=== DATA TO USE ===
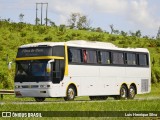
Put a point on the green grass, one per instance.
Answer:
(144, 102)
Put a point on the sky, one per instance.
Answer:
(126, 15)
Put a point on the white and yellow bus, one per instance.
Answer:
(81, 68)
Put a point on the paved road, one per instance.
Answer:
(77, 101)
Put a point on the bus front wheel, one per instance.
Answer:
(71, 93)
(39, 99)
(123, 93)
(131, 92)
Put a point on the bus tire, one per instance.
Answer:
(123, 92)
(103, 97)
(98, 97)
(39, 99)
(71, 93)
(131, 92)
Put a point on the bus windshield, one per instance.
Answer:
(30, 71)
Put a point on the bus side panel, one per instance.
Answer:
(141, 76)
(112, 78)
(85, 77)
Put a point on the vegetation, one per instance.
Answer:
(12, 35)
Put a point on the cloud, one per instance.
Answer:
(111, 6)
(140, 13)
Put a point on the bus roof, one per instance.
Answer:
(85, 44)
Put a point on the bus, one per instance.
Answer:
(81, 68)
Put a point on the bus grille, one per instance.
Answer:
(144, 85)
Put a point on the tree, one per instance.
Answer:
(158, 34)
(124, 34)
(112, 29)
(37, 21)
(21, 17)
(138, 33)
(78, 21)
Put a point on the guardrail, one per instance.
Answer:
(6, 92)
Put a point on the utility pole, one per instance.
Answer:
(42, 12)
(36, 13)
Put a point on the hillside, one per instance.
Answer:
(13, 35)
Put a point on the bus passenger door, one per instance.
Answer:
(57, 71)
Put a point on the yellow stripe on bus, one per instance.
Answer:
(66, 61)
(40, 58)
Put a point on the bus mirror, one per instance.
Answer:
(9, 65)
(48, 69)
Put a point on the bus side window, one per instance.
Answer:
(143, 59)
(84, 56)
(105, 57)
(69, 55)
(131, 58)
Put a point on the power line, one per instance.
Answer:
(42, 12)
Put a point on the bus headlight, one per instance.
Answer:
(17, 86)
(44, 86)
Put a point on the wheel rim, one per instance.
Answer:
(71, 93)
(123, 92)
(132, 92)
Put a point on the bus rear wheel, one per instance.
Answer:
(39, 99)
(131, 92)
(71, 93)
(123, 93)
(98, 97)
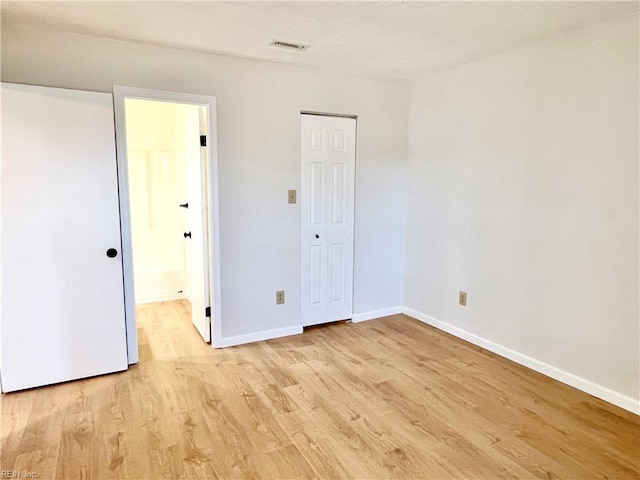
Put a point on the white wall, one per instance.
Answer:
(259, 152)
(523, 191)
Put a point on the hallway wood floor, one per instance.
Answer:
(389, 398)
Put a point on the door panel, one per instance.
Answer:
(327, 203)
(62, 296)
(197, 267)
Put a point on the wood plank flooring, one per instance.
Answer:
(388, 398)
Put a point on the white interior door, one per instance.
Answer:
(328, 155)
(62, 295)
(197, 242)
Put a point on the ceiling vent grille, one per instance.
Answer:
(289, 45)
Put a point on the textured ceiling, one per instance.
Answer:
(390, 39)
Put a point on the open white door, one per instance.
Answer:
(196, 236)
(328, 152)
(62, 284)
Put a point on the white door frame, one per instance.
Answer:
(120, 93)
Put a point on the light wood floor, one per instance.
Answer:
(389, 398)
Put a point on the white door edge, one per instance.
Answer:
(120, 93)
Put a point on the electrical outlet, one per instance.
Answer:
(462, 298)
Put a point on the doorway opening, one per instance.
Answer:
(167, 168)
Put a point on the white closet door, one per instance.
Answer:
(327, 201)
(62, 295)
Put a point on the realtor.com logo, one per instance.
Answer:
(18, 474)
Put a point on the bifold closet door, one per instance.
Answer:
(62, 285)
(328, 155)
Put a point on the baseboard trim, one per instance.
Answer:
(604, 393)
(259, 336)
(362, 317)
(159, 296)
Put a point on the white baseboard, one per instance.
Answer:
(159, 296)
(604, 393)
(361, 317)
(258, 336)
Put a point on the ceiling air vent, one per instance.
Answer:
(289, 45)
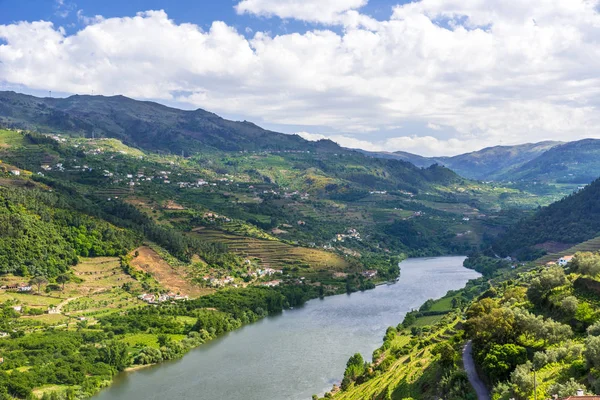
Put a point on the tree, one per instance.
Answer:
(592, 351)
(587, 263)
(164, 340)
(446, 352)
(115, 354)
(502, 359)
(569, 306)
(38, 281)
(62, 279)
(540, 287)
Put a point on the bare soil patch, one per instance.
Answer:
(174, 279)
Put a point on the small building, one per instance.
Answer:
(564, 261)
(369, 274)
(581, 396)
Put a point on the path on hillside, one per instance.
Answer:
(480, 389)
(65, 302)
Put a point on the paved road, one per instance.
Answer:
(480, 389)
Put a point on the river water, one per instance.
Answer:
(300, 352)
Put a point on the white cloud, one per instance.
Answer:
(323, 11)
(483, 71)
(85, 20)
(63, 8)
(422, 145)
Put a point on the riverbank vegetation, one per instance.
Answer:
(87, 226)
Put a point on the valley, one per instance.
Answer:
(125, 243)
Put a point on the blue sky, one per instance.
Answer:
(433, 77)
(200, 12)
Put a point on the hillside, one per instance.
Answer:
(144, 124)
(494, 162)
(419, 161)
(574, 162)
(572, 220)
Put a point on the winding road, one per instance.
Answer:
(480, 389)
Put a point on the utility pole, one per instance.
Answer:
(534, 385)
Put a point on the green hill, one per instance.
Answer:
(575, 162)
(144, 124)
(496, 162)
(572, 220)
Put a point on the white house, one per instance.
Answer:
(565, 260)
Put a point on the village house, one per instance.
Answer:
(581, 396)
(369, 274)
(271, 283)
(148, 298)
(564, 261)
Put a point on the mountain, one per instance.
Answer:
(548, 162)
(574, 219)
(145, 124)
(419, 161)
(494, 162)
(573, 162)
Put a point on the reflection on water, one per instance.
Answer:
(300, 352)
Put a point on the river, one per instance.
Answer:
(298, 353)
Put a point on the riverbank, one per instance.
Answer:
(310, 343)
(419, 358)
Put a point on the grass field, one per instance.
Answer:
(172, 278)
(10, 138)
(147, 340)
(99, 275)
(590, 245)
(407, 373)
(274, 253)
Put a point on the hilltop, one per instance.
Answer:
(565, 223)
(144, 124)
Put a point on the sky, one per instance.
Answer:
(431, 77)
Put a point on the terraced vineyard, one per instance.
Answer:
(591, 245)
(408, 373)
(273, 253)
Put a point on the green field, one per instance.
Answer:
(592, 245)
(274, 253)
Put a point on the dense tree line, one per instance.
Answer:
(572, 220)
(39, 236)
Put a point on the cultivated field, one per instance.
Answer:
(591, 245)
(174, 279)
(274, 253)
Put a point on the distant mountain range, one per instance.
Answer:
(145, 124)
(572, 162)
(574, 219)
(153, 126)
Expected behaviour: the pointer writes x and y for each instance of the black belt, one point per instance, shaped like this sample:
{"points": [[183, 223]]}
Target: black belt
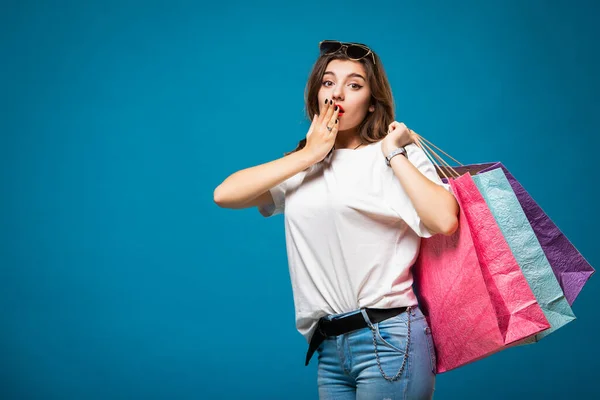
{"points": [[347, 324]]}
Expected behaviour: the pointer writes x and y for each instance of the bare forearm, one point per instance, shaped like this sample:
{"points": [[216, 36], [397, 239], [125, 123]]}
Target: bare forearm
{"points": [[247, 184], [436, 207]]}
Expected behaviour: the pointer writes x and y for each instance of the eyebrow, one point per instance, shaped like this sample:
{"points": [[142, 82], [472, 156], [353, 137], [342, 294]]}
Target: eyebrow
{"points": [[353, 74]]}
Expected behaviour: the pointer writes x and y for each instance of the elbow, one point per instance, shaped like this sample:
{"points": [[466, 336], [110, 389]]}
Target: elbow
{"points": [[219, 198], [445, 226], [450, 226]]}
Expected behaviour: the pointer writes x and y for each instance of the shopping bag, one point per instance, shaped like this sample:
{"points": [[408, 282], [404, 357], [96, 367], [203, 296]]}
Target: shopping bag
{"points": [[570, 268], [470, 287], [504, 205]]}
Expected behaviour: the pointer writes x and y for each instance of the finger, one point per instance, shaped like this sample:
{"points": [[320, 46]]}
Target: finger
{"points": [[335, 128], [329, 113], [334, 115], [324, 109], [312, 125]]}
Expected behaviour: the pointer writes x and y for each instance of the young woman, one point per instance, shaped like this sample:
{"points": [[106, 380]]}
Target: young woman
{"points": [[357, 195]]}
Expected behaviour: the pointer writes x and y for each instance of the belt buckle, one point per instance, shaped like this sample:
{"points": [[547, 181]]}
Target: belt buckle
{"points": [[319, 324]]}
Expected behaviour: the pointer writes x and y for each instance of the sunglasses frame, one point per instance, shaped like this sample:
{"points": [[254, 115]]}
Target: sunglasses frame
{"points": [[344, 47]]}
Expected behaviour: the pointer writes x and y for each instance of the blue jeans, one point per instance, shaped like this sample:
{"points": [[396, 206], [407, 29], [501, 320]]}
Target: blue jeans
{"points": [[348, 366]]}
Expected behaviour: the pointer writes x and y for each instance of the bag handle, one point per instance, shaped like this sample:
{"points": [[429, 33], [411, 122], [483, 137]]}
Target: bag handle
{"points": [[442, 167]]}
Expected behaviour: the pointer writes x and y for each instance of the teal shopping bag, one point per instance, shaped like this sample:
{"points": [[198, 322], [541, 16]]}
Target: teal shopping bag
{"points": [[510, 217]]}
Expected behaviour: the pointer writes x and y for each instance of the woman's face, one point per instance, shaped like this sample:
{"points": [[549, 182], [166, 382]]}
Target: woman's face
{"points": [[345, 82]]}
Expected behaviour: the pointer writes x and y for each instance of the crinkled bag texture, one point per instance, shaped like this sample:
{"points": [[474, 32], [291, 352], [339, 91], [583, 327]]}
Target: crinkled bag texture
{"points": [[472, 289], [570, 268], [505, 207]]}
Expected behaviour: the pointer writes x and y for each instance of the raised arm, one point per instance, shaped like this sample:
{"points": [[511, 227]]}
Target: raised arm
{"points": [[248, 187]]}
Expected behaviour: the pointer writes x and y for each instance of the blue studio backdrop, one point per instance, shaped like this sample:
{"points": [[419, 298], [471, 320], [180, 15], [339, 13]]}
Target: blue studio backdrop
{"points": [[120, 278]]}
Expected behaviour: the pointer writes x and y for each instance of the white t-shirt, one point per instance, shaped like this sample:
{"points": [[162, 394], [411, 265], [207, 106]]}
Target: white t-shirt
{"points": [[352, 233]]}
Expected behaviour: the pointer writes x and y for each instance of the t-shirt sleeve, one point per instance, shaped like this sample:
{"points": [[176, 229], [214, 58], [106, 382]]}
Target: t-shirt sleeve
{"points": [[278, 205], [398, 198]]}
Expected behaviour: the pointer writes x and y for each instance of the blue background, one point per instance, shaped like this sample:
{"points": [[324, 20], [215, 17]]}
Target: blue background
{"points": [[120, 277]]}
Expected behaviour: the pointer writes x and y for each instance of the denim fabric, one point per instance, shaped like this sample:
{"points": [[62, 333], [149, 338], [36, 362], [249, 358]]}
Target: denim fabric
{"points": [[348, 367]]}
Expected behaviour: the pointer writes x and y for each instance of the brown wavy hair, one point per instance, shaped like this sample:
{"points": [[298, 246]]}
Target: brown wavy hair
{"points": [[374, 127]]}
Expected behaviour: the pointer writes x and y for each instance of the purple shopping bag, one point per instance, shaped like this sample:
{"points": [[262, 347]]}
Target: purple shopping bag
{"points": [[570, 268]]}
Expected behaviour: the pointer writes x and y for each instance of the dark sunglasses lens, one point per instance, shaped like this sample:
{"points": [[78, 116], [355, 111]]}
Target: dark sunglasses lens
{"points": [[356, 51], [330, 47]]}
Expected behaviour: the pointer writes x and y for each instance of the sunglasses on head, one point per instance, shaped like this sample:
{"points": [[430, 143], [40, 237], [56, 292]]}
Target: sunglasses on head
{"points": [[354, 51]]}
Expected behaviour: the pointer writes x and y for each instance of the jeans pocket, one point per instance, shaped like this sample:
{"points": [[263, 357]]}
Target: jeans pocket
{"points": [[392, 336], [431, 347]]}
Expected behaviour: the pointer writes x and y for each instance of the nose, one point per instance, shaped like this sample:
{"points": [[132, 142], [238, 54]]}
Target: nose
{"points": [[338, 93]]}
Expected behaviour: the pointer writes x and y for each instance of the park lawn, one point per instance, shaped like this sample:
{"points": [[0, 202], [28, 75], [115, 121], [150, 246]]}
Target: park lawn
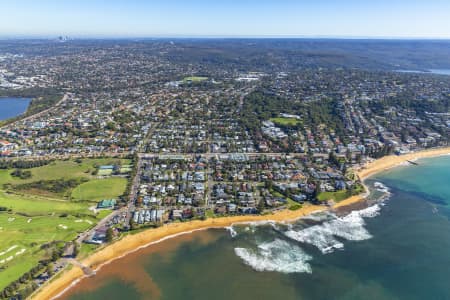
{"points": [[35, 205], [18, 231], [286, 121], [195, 79], [336, 196], [86, 249], [100, 189], [61, 169]]}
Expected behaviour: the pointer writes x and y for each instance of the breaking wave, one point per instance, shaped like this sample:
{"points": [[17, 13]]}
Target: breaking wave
{"points": [[277, 256], [324, 236]]}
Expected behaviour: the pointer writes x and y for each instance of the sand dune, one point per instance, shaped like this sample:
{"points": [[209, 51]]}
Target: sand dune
{"points": [[143, 239]]}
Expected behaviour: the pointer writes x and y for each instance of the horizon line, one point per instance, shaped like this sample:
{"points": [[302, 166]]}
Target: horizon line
{"points": [[189, 36]]}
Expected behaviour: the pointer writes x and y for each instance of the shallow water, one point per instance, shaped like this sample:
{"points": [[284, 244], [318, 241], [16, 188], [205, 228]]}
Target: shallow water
{"points": [[398, 249]]}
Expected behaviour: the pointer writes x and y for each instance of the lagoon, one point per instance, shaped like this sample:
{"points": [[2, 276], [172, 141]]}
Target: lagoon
{"points": [[13, 107], [394, 249]]}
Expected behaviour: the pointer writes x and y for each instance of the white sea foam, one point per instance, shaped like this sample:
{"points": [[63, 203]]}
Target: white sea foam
{"points": [[324, 236], [381, 187], [278, 256], [233, 232]]}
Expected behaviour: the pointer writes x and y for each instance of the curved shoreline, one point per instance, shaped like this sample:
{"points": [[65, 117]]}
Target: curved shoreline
{"points": [[133, 243]]}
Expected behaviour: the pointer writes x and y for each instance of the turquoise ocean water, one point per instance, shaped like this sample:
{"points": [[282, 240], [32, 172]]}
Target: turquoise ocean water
{"points": [[395, 249]]}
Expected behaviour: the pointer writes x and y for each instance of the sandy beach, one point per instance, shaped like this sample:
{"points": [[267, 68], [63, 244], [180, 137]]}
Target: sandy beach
{"points": [[391, 161], [131, 243]]}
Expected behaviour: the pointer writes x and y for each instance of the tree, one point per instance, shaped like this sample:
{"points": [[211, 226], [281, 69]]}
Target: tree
{"points": [[49, 269], [109, 235]]}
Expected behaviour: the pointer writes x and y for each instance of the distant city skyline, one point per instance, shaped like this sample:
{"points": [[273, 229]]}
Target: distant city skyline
{"points": [[245, 18]]}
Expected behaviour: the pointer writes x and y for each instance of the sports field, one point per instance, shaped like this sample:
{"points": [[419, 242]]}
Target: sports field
{"points": [[29, 220]]}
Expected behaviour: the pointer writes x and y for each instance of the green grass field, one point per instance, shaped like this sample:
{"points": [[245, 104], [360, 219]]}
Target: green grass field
{"points": [[34, 220], [286, 121], [100, 189], [29, 233]]}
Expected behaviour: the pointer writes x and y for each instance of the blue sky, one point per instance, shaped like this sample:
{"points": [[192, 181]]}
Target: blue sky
{"points": [[312, 18]]}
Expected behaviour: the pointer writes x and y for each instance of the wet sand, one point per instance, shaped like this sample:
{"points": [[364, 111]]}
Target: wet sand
{"points": [[132, 243]]}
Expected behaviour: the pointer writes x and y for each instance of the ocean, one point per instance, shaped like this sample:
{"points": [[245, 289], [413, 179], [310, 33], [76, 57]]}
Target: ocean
{"points": [[12, 107], [395, 247]]}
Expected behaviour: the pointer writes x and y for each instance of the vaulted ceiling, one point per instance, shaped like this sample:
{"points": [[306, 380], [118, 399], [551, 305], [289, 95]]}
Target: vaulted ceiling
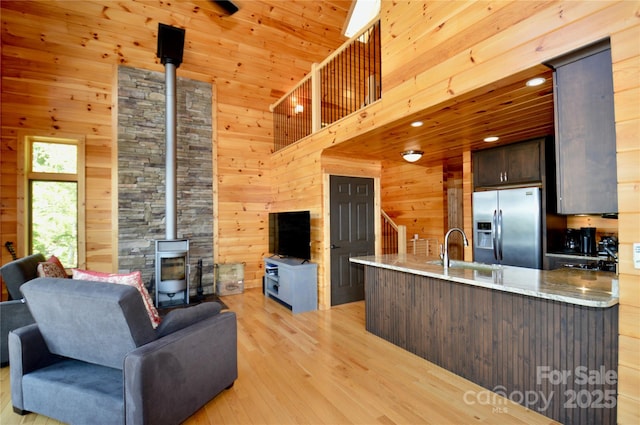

=== EXERCISE BRIEF ===
In the records above, find each line with the word "riverbank" and copy it.

=== RESULT FOR THIS EXERCISE ===
Put a point on the riverbank vegetation, one per instance.
Put a point on the riverbank, one per instance.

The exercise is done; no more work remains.